▸ **TASK DIRECTIONS**:
The data must be returned in full and exactly as given.

** begin **

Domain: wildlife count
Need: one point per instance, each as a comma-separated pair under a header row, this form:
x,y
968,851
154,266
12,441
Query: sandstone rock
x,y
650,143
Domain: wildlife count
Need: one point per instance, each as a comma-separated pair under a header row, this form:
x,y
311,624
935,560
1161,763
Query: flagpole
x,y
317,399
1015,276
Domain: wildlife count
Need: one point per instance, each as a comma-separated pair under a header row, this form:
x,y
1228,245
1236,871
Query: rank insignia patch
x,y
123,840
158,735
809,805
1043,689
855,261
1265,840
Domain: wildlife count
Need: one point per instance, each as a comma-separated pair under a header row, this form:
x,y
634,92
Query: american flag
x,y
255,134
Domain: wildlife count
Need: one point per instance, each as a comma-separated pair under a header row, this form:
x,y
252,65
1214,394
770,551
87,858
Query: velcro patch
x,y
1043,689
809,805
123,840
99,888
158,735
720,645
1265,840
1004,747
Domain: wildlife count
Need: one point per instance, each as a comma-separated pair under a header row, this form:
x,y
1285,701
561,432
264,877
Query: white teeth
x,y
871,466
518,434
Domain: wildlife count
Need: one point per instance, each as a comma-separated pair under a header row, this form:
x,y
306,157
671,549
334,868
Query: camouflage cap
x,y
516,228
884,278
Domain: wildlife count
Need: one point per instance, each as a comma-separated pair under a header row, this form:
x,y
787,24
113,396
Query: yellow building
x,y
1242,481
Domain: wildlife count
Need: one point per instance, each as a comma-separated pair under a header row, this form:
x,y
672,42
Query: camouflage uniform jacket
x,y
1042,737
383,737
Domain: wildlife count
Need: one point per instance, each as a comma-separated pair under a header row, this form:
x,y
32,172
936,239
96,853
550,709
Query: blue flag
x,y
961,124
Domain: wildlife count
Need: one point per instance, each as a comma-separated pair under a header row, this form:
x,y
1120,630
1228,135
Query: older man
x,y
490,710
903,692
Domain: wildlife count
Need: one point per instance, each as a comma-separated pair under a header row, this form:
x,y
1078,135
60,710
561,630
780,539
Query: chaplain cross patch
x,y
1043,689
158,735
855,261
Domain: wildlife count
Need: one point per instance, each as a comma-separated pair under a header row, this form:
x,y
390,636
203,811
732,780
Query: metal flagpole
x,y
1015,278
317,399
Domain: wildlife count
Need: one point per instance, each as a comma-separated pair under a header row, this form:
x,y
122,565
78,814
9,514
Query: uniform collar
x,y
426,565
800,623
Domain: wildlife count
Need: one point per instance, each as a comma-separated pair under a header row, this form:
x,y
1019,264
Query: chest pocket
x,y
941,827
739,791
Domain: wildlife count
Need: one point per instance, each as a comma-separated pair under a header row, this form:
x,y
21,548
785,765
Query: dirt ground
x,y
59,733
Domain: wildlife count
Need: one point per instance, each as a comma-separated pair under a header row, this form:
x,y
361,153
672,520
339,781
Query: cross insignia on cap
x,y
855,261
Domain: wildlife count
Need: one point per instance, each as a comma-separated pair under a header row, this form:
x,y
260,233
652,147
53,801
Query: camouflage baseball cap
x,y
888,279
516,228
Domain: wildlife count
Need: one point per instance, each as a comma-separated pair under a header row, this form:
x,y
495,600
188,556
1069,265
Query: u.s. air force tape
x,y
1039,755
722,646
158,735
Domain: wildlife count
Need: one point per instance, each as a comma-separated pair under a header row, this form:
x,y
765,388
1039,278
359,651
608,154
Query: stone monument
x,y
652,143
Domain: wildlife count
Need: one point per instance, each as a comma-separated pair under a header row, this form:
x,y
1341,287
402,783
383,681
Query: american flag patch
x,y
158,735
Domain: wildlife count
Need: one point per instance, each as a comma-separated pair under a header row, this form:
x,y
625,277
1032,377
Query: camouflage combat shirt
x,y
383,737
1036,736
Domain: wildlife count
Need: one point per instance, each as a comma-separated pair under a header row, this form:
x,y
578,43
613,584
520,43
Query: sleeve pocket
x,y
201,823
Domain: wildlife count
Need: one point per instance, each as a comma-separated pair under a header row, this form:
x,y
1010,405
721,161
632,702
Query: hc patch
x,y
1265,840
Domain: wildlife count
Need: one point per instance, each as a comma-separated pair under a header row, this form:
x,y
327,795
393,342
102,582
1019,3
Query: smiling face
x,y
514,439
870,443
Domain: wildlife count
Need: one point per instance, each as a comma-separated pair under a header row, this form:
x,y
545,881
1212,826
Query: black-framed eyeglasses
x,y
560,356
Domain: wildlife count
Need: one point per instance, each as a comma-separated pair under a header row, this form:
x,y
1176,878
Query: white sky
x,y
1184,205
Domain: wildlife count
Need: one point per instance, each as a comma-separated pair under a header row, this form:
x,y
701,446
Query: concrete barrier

** end **

▸ **TASK RESPONSE**:
Domain: wildlife count
Need: one point per instance, each as a comma-separated pair under a header row, this form:
x,y
968,851
154,266
12,441
Query: sandstone rock
x,y
650,143
Domain: wildlife count
Need: one point per instance, each as a comma-separated pair under a header row, this form:
x,y
311,624
935,560
1161,763
Query: flagpole
x,y
317,399
1015,276
Domain: wildlife count
Need: one point per instance, each as a comma-separated pair under a header row, this form:
x,y
1228,245
1236,871
Query: rank insignia patch
x,y
123,840
158,735
809,805
1043,689
855,261
1265,840
Domain: wildlife count
Need: one point per instance, each as a comma-separated pair under a header row, this form:
x,y
634,92
Query: american flag
x,y
255,134
Domain: wildlife count
Need: one point per instance, each as a comma-separated pair under a header row, this form:
x,y
252,65
1214,394
770,551
87,858
Query: velcro patch
x,y
1043,689
809,805
123,840
99,888
158,735
720,645
1265,840
1004,747
Domain: wildlife count
Need: one point per instance, each as a comma-separated pair under a header row, this form:
x,y
1285,701
561,432
264,877
Query: white teeth
x,y
871,466
518,434
Domain: wildlife count
Need: one point per instance, each as a comma-separated pair under a header row, this form:
x,y
306,157
671,549
334,868
Query: camouflage cap
x,y
516,228
884,278
Domain: wildlife count
Need: one point per instance, each as a comma-separated pair under a header row, this form:
x,y
787,24
113,396
Query: yellow building
x,y
1242,481
Domain: wildlife count
Need: one point per instance, each as a comma-separated pair under a header row, this form:
x,y
672,42
Query: camouflage uniform jacket
x,y
1042,737
383,737
Domain: wildlife count
Need: one point per instance, each as a comma-separated pair under a header row, this form:
x,y
32,172
936,239
96,853
550,709
Query: blue flag
x,y
961,124
Domain: wildlife count
Need: one point per instance, each as a comma-separated pair under a header row, this form:
x,y
1120,630
1228,135
Query: older man
x,y
490,710
903,692
Domain: wildlife count
Need: one point per instance, each as a comma-separated pair under a header row, this form:
x,y
1078,135
60,710
561,630
780,539
Query: chaplain cross patch
x,y
1043,689
158,735
855,261
Domain: wildlife count
Need: one point per instance, each as a comma-separated pair under a header row, this form:
x,y
390,636
203,811
732,780
Query: metal flagpole
x,y
1015,278
317,399
Domain: wildlife count
Need: one point per instance, each as a comma-separated pair under a header row, this form:
x,y
122,565
78,814
9,514
Query: uniform collar
x,y
426,565
800,623
Domain: wildlife count
Need: one point per instance, each as a comma-separated pair under a header row, this form:
x,y
1019,264
Query: chest pocket
x,y
941,827
739,791
Domain: wildlife count
Need: one point per instance, each as a comma-separated pair under a header row, this form:
x,y
21,548
785,765
Query: dirt ground
x,y
59,733
Domain: wildlife count
Need: one point per instance, each as a comma-separated pair under a header row, this form:
x,y
361,153
672,520
339,781
Query: cross insignia on cap
x,y
855,261
Domain: wildlife count
Need: one point per instance, each as a comma-separated pair under a header row, this form:
x,y
260,233
652,147
53,801
Query: camouflage baseball cap
x,y
888,279
516,228
Domain: wildlife count
Need: one point per instance, each as a comma-separated pair under a header row, this form:
x,y
495,600
188,556
1069,265
Query: u.s. air force tape
x,y
1039,755
722,646
158,735
Domain: wildlife count
Need: one point per instance, each as a comma-separated pair under a header row, this form:
x,y
765,388
1039,278
359,651
608,154
Query: stone monument
x,y
652,143
Domain: wildlife count
Need: one point per instance, each as a comma-separated pair under a header row, this form:
x,y
1341,287
402,783
383,681
Query: american flag patch
x,y
158,735
Domain: wildlife count
Need: one point per instance, each as a comma-separated pair under a header row, this form:
x,y
625,277
1032,377
Query: camouflage combat shirt
x,y
383,737
1036,736
Domain: wildlife count
Need: one point per instance, each as a comma-separated pair under a header row, this form:
x,y
578,43
613,584
520,43
Query: sleeve pocket
x,y
201,823
Domain: wildlife count
Need: one point per instance, each as a comma-separated pair under a header row, this form:
x,y
1010,405
721,161
632,702
Query: hc patch
x,y
1265,840
Domain: wildlife count
Need: one point per instance, each as a comma-separated pair under a header row, this form:
x,y
327,795
393,342
102,582
1019,3
Query: smiling face
x,y
514,439
870,443
Domain: wildlife count
Need: one point per instance, each as a comma-separated pair under a header row, this form:
x,y
545,881
1212,826
Query: black-framed eyeglasses
x,y
560,356
Domain: wildlife count
Need: one point per instance, each as a comma-separated pair under a header row, this form:
x,y
1176,878
Query: white sky
x,y
1184,205
Domain: wildlife count
Need: one point per instance, each as a comma-separated pair under a header row, this form:
x,y
701,446
Query: concrete barrier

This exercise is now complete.